> **Exercise requirements**
Identify each line of the material below that contains the word "bacon", and copy every such line. Case counts.

> **Task data**

___

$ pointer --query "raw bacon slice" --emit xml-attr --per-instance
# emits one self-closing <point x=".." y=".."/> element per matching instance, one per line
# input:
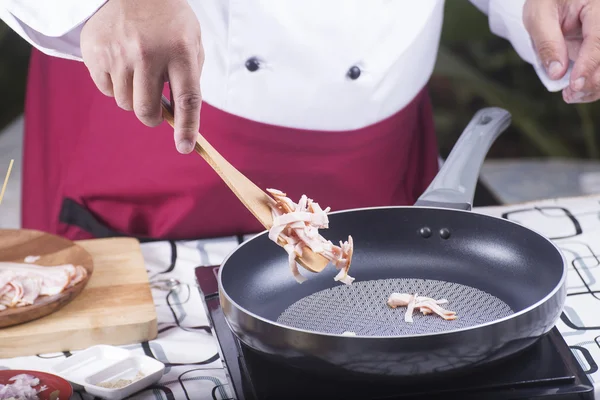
<point x="426" y="305"/>
<point x="21" y="284"/>
<point x="297" y="226"/>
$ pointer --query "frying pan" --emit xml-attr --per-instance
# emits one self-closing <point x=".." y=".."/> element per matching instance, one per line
<point x="506" y="283"/>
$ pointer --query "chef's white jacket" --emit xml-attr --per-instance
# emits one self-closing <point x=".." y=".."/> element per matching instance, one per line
<point x="311" y="64"/>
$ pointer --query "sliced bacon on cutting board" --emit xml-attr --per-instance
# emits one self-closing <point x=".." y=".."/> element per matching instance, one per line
<point x="298" y="224"/>
<point x="21" y="284"/>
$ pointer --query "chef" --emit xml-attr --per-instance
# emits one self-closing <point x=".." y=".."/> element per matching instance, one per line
<point x="326" y="98"/>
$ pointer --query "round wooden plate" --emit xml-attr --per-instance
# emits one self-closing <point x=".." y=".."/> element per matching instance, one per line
<point x="16" y="244"/>
<point x="56" y="387"/>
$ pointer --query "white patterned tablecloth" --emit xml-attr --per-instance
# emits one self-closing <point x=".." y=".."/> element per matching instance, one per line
<point x="189" y="351"/>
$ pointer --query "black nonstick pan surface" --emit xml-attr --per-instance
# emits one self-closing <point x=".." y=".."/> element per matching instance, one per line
<point x="506" y="283"/>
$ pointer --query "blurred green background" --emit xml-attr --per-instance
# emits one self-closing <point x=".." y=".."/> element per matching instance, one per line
<point x="474" y="69"/>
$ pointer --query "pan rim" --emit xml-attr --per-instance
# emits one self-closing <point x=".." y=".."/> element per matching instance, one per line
<point x="532" y="307"/>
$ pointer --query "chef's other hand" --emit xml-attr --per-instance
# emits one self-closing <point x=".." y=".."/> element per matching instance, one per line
<point x="132" y="47"/>
<point x="564" y="30"/>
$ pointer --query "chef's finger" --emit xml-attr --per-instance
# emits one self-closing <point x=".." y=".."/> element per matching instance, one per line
<point x="147" y="90"/>
<point x="579" y="97"/>
<point x="543" y="24"/>
<point x="583" y="76"/>
<point x="103" y="82"/>
<point x="123" y="87"/>
<point x="184" y="79"/>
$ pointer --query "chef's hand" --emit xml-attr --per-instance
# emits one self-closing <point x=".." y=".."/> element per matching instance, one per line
<point x="564" y="30"/>
<point x="132" y="47"/>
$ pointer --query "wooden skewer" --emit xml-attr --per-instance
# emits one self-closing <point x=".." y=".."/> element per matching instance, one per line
<point x="254" y="198"/>
<point x="6" y="180"/>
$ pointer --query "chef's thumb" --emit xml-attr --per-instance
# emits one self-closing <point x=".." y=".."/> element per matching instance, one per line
<point x="543" y="24"/>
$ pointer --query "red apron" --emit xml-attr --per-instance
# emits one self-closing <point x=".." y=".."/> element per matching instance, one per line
<point x="91" y="169"/>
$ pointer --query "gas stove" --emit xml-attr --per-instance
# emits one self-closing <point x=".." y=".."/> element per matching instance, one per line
<point x="547" y="370"/>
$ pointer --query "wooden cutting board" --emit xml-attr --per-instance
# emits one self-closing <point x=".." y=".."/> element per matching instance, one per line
<point x="116" y="307"/>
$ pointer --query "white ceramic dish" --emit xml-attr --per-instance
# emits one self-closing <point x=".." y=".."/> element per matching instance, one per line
<point x="102" y="363"/>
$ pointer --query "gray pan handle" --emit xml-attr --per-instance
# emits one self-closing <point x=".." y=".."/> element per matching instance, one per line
<point x="454" y="185"/>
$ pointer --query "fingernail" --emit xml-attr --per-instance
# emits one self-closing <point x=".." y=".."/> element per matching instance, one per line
<point x="554" y="69"/>
<point x="576" y="97"/>
<point x="185" y="146"/>
<point x="578" y="84"/>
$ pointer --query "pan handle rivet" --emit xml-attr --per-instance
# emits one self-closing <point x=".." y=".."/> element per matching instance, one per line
<point x="444" y="233"/>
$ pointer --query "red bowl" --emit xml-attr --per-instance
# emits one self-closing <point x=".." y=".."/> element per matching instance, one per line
<point x="52" y="382"/>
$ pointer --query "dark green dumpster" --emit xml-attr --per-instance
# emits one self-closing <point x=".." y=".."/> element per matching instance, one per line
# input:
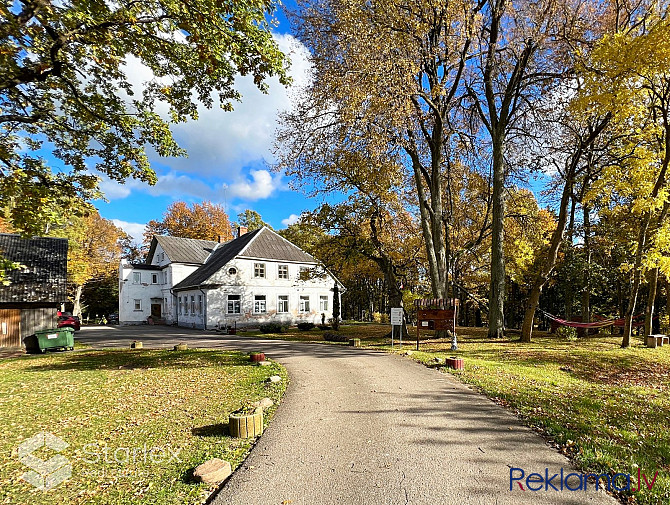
<point x="50" y="340"/>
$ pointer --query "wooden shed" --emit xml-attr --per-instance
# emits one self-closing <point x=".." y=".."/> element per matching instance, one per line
<point x="36" y="289"/>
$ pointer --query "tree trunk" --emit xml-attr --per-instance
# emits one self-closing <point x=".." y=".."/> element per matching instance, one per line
<point x="651" y="299"/>
<point x="586" y="293"/>
<point x="637" y="279"/>
<point x="76" y="311"/>
<point x="497" y="290"/>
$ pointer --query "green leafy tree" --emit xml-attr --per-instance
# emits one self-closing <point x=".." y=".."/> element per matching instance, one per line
<point x="251" y="219"/>
<point x="65" y="88"/>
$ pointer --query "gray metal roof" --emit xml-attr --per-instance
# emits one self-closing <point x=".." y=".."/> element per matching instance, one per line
<point x="182" y="250"/>
<point x="43" y="280"/>
<point x="270" y="245"/>
<point x="223" y="254"/>
<point x="263" y="244"/>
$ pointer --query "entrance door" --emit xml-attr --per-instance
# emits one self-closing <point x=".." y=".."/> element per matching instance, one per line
<point x="10" y="328"/>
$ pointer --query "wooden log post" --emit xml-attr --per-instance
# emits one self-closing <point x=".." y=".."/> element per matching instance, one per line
<point x="246" y="425"/>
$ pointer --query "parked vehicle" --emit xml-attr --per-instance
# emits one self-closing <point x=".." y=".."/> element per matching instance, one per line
<point x="69" y="322"/>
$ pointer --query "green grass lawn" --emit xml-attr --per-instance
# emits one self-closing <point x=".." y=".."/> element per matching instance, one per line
<point x="137" y="422"/>
<point x="606" y="408"/>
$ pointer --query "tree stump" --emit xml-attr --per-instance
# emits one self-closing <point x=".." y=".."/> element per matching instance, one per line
<point x="455" y="363"/>
<point x="246" y="425"/>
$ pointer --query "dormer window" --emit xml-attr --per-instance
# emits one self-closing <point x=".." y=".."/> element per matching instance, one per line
<point x="259" y="270"/>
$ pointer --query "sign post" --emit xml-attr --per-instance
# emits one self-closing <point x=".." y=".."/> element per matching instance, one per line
<point x="396" y="320"/>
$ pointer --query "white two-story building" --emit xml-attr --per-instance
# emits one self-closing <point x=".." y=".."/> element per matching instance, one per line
<point x="255" y="278"/>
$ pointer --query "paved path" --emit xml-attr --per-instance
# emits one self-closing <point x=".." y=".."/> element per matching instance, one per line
<point x="361" y="427"/>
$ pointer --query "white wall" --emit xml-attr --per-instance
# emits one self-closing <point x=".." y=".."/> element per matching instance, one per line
<point x="166" y="278"/>
<point x="129" y="291"/>
<point x="244" y="284"/>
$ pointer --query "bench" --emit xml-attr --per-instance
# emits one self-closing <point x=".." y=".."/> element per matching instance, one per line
<point x="654" y="341"/>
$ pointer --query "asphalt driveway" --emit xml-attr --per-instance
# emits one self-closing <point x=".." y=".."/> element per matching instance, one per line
<point x="365" y="427"/>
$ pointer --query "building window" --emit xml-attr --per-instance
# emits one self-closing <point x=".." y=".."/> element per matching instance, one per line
<point x="304" y="274"/>
<point x="259" y="270"/>
<point x="233" y="304"/>
<point x="259" y="304"/>
<point x="304" y="303"/>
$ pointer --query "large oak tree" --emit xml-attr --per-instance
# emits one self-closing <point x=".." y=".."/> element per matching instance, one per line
<point x="66" y="89"/>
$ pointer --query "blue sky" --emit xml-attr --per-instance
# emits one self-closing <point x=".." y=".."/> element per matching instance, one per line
<point x="229" y="153"/>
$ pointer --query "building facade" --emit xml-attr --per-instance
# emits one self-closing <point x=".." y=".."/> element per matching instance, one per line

___

> **Finished task**
$ pointer --query "raw bacon slice" --emit xml-attr --per-instance
$ pointer --query "sliced bacon on cutting board" --emit xml-attr --per-instance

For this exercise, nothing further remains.